2. Menggunakan tumbuhan yang mengandung racun bagi keong mas. Misalnya daun sembung (Blumea balsamifera) , daun/akar tuba, daun eceng gondok (Monochoria vaginalis), daun tembakau (Nicotiana tabacum), daun calamansi atau jeruk (Citrus microcarpa), daun makabuhay (Tinospora rumphii), dan cabai merah. Selain itu, beberapa tanaman lain yang juga dapat digunakan untuk memberantas keong mas adalah starflower (Calotropis gigantis), nimba (Azadirachtha indica), dan asyang (Mikania cordata) yang mengandung bahan yang dapat membunuh keong mas. Berbagai tumbuhan tersebut dianjurkan diaplikasikan sebelum penanam padi. Saluran kecil dibuat agar keong mas berada di dalam saluran tersebut dan selanjutnya di atas saluran tersebut tempatkan tumbuhan yang disebutkan di atas.

- **BAHAN YANG TERSEDIA**:
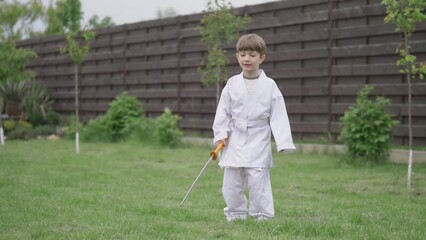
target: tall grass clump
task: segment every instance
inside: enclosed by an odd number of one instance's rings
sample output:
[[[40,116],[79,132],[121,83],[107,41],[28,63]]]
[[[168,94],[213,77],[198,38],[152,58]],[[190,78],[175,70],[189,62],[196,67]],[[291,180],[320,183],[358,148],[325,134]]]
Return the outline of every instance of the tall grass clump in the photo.
[[[390,100],[368,98],[370,85],[358,92],[356,105],[349,107],[340,121],[340,137],[347,148],[349,162],[382,163],[389,158],[392,127],[398,124],[386,113]]]

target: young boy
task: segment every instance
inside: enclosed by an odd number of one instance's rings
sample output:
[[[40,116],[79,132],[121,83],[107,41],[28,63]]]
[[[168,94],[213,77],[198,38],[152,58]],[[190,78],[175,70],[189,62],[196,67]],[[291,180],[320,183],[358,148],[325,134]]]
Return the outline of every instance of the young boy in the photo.
[[[256,220],[267,220],[275,214],[269,177],[271,131],[279,152],[296,148],[283,95],[275,81],[259,69],[266,57],[264,40],[256,34],[243,35],[236,48],[242,73],[228,80],[213,123],[214,143],[225,144],[219,162],[224,168],[224,212],[228,221],[246,219],[247,213]]]

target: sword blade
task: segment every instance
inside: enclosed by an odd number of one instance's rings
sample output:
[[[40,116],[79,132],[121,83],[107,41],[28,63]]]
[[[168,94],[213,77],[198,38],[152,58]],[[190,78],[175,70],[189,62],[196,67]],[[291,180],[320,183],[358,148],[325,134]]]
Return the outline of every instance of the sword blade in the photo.
[[[185,197],[183,198],[182,202],[180,203],[179,207],[182,206],[182,204],[185,202],[186,198],[188,197],[188,195],[191,193],[192,189],[194,188],[195,184],[197,183],[198,179],[201,177],[201,175],[204,173],[204,171],[206,170],[207,166],[209,165],[209,163],[212,161],[213,156],[211,156],[209,158],[209,160],[206,162],[206,164],[204,164],[203,169],[201,169],[200,173],[198,174],[197,178],[195,178],[195,181],[192,183],[191,187],[189,188],[188,192],[186,192]]]

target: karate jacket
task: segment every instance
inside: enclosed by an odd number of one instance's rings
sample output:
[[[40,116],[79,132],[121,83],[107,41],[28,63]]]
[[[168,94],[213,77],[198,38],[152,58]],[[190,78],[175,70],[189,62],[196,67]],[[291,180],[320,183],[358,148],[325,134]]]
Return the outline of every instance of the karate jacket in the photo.
[[[221,167],[272,167],[271,132],[278,151],[296,149],[283,95],[264,71],[251,93],[243,73],[231,77],[220,97],[213,123],[213,142],[228,137]]]

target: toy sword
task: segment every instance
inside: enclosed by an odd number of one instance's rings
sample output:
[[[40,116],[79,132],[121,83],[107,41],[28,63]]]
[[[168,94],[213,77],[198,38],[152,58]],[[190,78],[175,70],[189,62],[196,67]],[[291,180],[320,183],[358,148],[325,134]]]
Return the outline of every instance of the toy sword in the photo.
[[[182,204],[185,202],[186,198],[188,197],[188,195],[191,193],[192,189],[194,188],[195,184],[197,183],[198,179],[200,178],[200,176],[204,173],[204,171],[206,170],[207,166],[210,164],[210,162],[212,160],[216,160],[217,159],[217,155],[219,154],[220,150],[222,150],[222,148],[224,147],[224,144],[221,142],[219,143],[219,146],[217,146],[217,148],[215,150],[212,150],[210,152],[210,158],[209,160],[206,162],[206,164],[204,164],[203,169],[201,169],[200,173],[198,174],[197,178],[195,178],[194,183],[192,183],[191,187],[189,188],[188,192],[186,193],[185,197],[183,198],[182,202],[180,203],[179,207],[182,206]]]

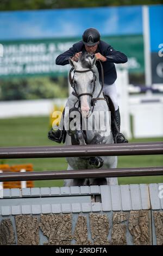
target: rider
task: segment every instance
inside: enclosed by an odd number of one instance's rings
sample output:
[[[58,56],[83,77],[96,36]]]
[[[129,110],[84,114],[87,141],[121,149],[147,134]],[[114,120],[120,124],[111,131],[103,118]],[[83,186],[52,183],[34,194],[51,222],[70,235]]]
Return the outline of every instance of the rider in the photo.
[[[117,74],[114,63],[125,63],[127,57],[121,52],[114,50],[111,45],[100,39],[100,34],[95,28],[88,28],[84,31],[83,40],[74,44],[69,50],[60,54],[56,59],[57,65],[65,65],[69,64],[70,58],[78,62],[80,53],[94,53],[96,59],[99,60],[103,68],[103,92],[111,99],[114,107],[112,114],[112,131],[115,143],[128,142],[124,135],[120,133],[120,114],[117,101],[117,95],[115,81]],[[99,62],[96,65],[98,70],[99,81],[101,82],[101,70]],[[52,129],[48,132],[48,138],[56,142],[61,143],[63,138],[62,131]]]

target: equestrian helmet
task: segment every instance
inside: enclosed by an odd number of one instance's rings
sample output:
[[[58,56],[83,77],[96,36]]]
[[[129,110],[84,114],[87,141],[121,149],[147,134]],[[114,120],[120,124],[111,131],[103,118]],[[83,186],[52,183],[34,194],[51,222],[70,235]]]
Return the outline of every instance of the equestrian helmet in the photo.
[[[84,31],[83,35],[83,42],[88,46],[96,45],[100,40],[99,32],[95,28],[88,28]]]

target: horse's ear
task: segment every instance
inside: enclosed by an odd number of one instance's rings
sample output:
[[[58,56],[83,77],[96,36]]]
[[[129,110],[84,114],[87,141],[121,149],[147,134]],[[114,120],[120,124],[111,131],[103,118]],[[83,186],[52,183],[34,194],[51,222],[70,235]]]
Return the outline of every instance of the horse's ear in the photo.
[[[93,66],[94,65],[95,65],[95,63],[96,63],[96,57],[95,56],[94,58],[93,59],[89,59],[90,60],[90,62],[91,63],[91,66],[92,68],[93,68]]]
[[[72,60],[71,58],[69,58],[68,60],[71,66],[72,66],[73,68],[74,68],[74,62]]]

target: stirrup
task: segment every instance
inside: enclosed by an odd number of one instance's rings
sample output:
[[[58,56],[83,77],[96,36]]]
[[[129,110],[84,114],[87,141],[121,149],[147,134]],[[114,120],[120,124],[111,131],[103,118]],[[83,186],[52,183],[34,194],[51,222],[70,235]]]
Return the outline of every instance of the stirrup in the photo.
[[[60,132],[60,134],[59,134],[59,132]],[[55,131],[53,129],[52,129],[48,132],[48,137],[51,141],[58,143],[61,143],[63,139],[63,135],[62,131],[59,129]]]
[[[122,142],[117,142],[117,137],[118,136],[121,136],[123,138],[123,141],[122,141]],[[128,143],[128,141],[125,138],[124,136],[123,135],[123,134],[121,133],[117,133],[116,136],[115,136],[115,139],[114,139],[114,141],[115,141],[115,143]]]

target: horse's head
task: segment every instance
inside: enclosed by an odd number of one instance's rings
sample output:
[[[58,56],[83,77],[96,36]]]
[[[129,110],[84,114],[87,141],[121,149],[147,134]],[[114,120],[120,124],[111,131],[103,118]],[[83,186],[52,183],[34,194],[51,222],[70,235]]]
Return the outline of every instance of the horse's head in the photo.
[[[81,112],[83,117],[87,117],[91,109],[92,98],[95,92],[97,76],[98,73],[95,65],[96,57],[93,55],[82,55],[78,62],[70,59],[74,68],[72,87],[80,101]]]

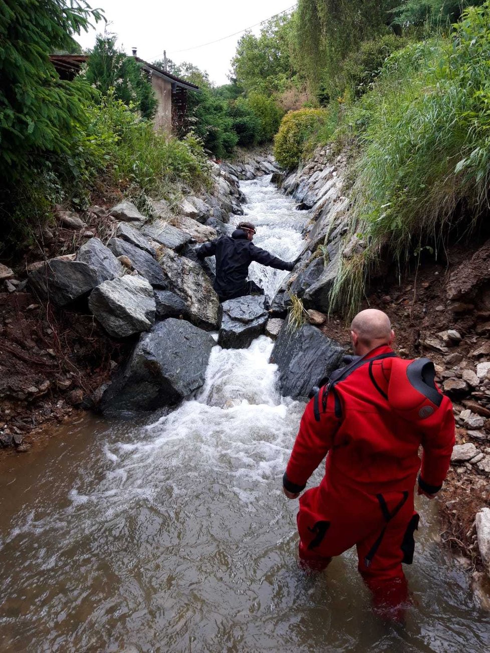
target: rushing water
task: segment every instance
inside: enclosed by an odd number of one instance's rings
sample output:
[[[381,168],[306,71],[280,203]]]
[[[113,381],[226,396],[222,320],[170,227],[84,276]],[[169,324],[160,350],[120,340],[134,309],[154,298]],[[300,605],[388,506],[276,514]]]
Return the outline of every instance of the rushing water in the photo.
[[[247,214],[257,244],[290,260],[307,215],[268,182],[242,184]],[[271,296],[285,273],[254,266]],[[314,579],[298,569],[281,479],[304,406],[278,394],[271,348],[216,347],[170,415],[84,416],[0,469],[0,650],[488,650],[490,618],[441,550],[433,503],[420,502],[405,627],[373,615],[355,552]]]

- **RINCIAN SOAL**: Tulis ulang kata demi kata bagian teks tentang pemberantasan keong mas yang dibuka dengan kata-kata "2. Menggunakan tumbuhan" dan ditutup dengan "disebutkan di atas.".

- **PEMBAHASAN JAWABAN**:
2. Menggunakan tumbuhan yang mengandung racun bagi keong mas. Misalnya daun sembung (Blumea balsamifera) , daun/akar tuba, daun eceng gondok (Monochoria vaginalis), daun tembakau (Nicotiana tabacum), daun calamansi atau jeruk (Citrus microcarpa), daun makabuhay (Tinospora rumphii), dan cabai merah. Selain itu, beberapa tanaman lain yang juga dapat digunakan untuk memberantas keong mas adalah starflower (Calotropis gigantis), nimba (Azadirachtha indica), dan asyang (Mikania cordata) yang mengandung bahan yang dapat membunuh keong mas. Berbagai tumbuhan tersebut dianjurkan diaplikasikan sebelum penanam padi. Saluran kecil dibuat agar keong mas berada di dalam saluran tersebut dan selanjutnya di atas saluran tersebut tempatkan tumbuhan yang disebutkan di atas.